Texto de origem:

Eleição deste domingo pode mudar futuro da Bolívia

A Constituição boliviana de 1967, reformada em 1994, foi apontada nos últimos anos como um dos entraves para a estabilidade do país. Neste domingo (2/7), sob a liderança do presidente Evo Morales, mais de três milhõ

Desde às 8h da manhã (9h em Brasília) e durante oito horas, cerca de 3,7 milhões de cidadãos registrados votarão sob a supervisão de 120 mil júris eleitorais.

Na primeira cédula, os bolivianos escolherão os 255 legisladores que redigirão uma nova Carta Magna a partir de 6 de agosto na cidade de Sucre, a capital constitucional do país.

Destes, 210 sairão das 70 regiões eleitorais existentes, enquanto os 45 restantes virão diretamente dos nove departamentos (estados) bolivianos, cinco de cada um.

Para seus defensores, liderados por Morales, a Assembléia Constituinte representa o ponto alto da luta dos setores menos favorecidos da Bolívia pelo poder.

Desde 2002, o país enfrentou uma grave crise política e social que deixou dezenas de mortos, marcada pela passagem de quatro presidentes diferentes.

Na segunda cédula, os cidadãos votarão em um referendo sobre a instalação de um regime autônomo que despertou tanto ou mais interesse que a Constituinte.

A consulta estabelece que as competências das futuras autonomias serão fixadas pela Assembléia Constituinte. As regiões onde a resposta ao plebiscito for afirmativa terão uma grande arma para pressionar o Governo central, com sede em La Paz.

O defensor deste modelo administrativo é o departamento de Santa Cruz, o mais rico do país andino. Para demonstrar a "força' de sua reivindicação separatista, os líderes civis e empresariais de Santa Cruz reuniram 500 mil pessoas na capital do departamento na última quarta-feira.
Em resposta, Morales pediu a seus seguidores que votem "não" no plebiscito. Para o presidente, o referendo identifica os defensores do regionalismo, as "oligarquias" e os partidos tradicionais que foram derrotados nas eleições gerais de dezembro.

A discussão sobre as autonomias, apoiada pela principal força da oposição, o Poder Democrático e Social (Podemos), foi um dos principais temas da campanha eleitoral, que durou dois meses e foi encerrada na última quinta-feira.

Normalidade

A um dia da votação, o presidente da Corte Nacional Eleitoral, Salvador Romero, disse hoje que, "de acordo com os relatórios que temos recebido dos cortes departamentais, tudo está transcorrendo em um ambiente de tranqüilidade".

Entradas de um conjunto de dados:
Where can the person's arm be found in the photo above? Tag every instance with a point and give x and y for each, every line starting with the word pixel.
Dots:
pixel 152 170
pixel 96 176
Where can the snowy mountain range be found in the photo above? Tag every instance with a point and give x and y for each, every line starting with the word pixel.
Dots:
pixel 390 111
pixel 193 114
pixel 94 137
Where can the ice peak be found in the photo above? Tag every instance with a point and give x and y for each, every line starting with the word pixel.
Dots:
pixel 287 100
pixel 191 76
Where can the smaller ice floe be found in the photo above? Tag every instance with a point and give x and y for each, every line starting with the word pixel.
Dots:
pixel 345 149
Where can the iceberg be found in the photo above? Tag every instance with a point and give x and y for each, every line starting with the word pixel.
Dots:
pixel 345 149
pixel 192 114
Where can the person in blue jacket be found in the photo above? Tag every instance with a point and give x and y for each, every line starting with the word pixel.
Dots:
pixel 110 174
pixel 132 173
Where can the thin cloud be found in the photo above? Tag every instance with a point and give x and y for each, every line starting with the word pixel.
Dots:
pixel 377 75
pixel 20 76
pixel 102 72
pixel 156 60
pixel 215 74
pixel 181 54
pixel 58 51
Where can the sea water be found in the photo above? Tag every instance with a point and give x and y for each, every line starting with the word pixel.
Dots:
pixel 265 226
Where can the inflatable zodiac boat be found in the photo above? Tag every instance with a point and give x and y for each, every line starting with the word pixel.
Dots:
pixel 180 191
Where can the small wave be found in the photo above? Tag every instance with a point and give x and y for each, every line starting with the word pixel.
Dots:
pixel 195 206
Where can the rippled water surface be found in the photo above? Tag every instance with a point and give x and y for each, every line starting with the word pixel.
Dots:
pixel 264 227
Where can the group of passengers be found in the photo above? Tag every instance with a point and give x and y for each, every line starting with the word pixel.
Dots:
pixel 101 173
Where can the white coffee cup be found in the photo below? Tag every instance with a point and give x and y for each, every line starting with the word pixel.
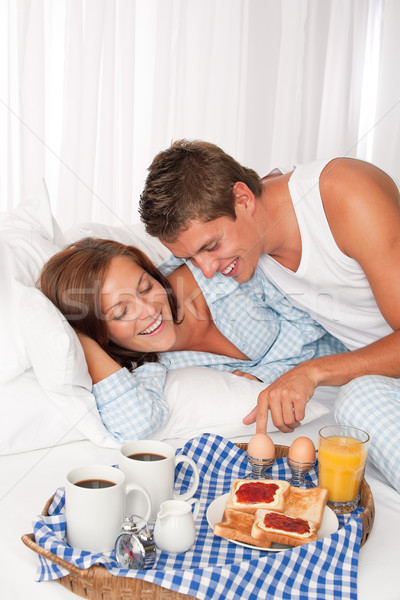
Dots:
pixel 94 515
pixel 156 476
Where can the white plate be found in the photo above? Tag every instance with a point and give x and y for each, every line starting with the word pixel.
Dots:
pixel 215 512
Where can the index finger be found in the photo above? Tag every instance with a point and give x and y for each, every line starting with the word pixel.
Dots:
pixel 262 415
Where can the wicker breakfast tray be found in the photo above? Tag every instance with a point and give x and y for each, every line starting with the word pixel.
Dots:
pixel 96 583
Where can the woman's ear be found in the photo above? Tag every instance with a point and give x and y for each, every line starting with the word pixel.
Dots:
pixel 244 197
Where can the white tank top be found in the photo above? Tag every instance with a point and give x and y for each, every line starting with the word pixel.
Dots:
pixel 329 285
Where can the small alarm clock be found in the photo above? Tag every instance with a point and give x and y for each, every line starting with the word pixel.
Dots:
pixel 135 547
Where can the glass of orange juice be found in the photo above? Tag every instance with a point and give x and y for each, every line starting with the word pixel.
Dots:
pixel 342 453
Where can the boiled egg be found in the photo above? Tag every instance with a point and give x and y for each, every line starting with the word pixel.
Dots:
pixel 261 446
pixel 302 449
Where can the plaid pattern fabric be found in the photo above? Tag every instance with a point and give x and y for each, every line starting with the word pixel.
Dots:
pixel 372 403
pixel 254 316
pixel 217 568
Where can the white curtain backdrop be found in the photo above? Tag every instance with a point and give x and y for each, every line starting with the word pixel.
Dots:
pixel 91 90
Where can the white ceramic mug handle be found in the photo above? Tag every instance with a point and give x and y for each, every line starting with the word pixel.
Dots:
pixel 196 507
pixel 192 490
pixel 132 487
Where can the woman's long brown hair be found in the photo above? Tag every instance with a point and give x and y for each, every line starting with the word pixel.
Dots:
pixel 73 278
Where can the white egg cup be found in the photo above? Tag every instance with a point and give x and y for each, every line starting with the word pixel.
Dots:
pixel 299 470
pixel 259 467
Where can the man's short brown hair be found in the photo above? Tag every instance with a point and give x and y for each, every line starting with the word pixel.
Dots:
pixel 191 180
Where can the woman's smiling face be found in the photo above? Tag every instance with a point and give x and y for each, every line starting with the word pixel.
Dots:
pixel 136 308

Exercício proposto A:
Segundo a notícia sobre a eleição na Bolívia, por que os líderes civis e empresariais de Santa Cruz reuniram 500 mil pessoas na capital do departamento? Responda em uma a três frases.
Exercício proposto B:
Conte quantas linhas das entradas contêm a palavra "brown" e informe somente esse número.
O texto e as entradas são materiais independentes, sem relação entre si.

Resultado correto A:
Eles reuniram 500 mil pessoas na capital do departamento, na última quarta-feira, para demonstrar a "força" de sua reivindicação separatista. Santa Cruz, o departamento mais rico do país, é o defensor do regime autônomo que está em jogo no referendo.

Resultado correto B:
2